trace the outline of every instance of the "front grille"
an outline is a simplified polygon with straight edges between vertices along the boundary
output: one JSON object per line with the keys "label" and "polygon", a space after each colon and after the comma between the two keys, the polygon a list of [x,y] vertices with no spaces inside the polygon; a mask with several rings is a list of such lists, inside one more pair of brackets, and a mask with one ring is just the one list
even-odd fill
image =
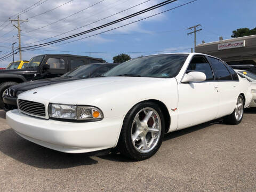
{"label": "front grille", "polygon": [[14,90],[12,89],[8,89],[8,94],[10,97],[14,97]]}
{"label": "front grille", "polygon": [[19,109],[22,112],[34,115],[45,116],[45,107],[44,104],[19,99],[18,100],[18,106]]}

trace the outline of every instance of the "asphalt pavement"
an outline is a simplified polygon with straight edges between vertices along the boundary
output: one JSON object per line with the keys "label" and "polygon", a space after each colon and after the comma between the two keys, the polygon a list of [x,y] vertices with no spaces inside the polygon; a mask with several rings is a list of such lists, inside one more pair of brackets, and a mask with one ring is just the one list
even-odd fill
{"label": "asphalt pavement", "polygon": [[0,110],[1,191],[256,191],[256,109],[167,134],[141,162],[68,154],[17,135]]}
#####
What to work on:
Recast the listing above as a Markdown table with the columns "Row" and "Line," one numbered row per line, skipping the blank lines. Leave the pictures out.

Solution to the problem:
| Row | Line |
|---|---|
| 1 | trace the outline of every instance of the "front grille" |
| 2 | an outline is a simplified polygon with straight edges between vertices along the boundary |
| 3 | output: one JSON object per line with the keys "label" and "polygon", a space after each colon and after the comma between the two keys, the polygon a list of [x,y] vertices with no spaces inside the polygon; a mask with several rings is a list of such lists, inside one more pair of brackets, and a mask with one ring is just the one list |
| 4 | even-odd fill |
| 5 | image = |
| 6 | {"label": "front grille", "polygon": [[14,90],[12,89],[8,89],[8,94],[10,97],[14,97]]} |
| 7 | {"label": "front grille", "polygon": [[19,109],[22,112],[34,115],[45,116],[45,107],[44,104],[19,99],[18,100],[18,106]]} |
| 8 | trace the outline of every instance of the "asphalt pavement" |
| 9 | an outline is a simplified polygon with straight edges between vertices along the boundary |
| 10 | output: one JSON object per line with the keys "label" and "polygon", a space after each colon and after the comma between the two keys, the polygon a list of [x,y] vertices with no spaces inside the polygon; a mask with several rings is a list of such lists, inside one more pair of brackets, and a mask with one ring is just the one list |
| 11 | even-odd fill |
| 12 | {"label": "asphalt pavement", "polygon": [[0,110],[1,191],[256,191],[256,109],[167,134],[141,162],[68,154],[17,135]]} |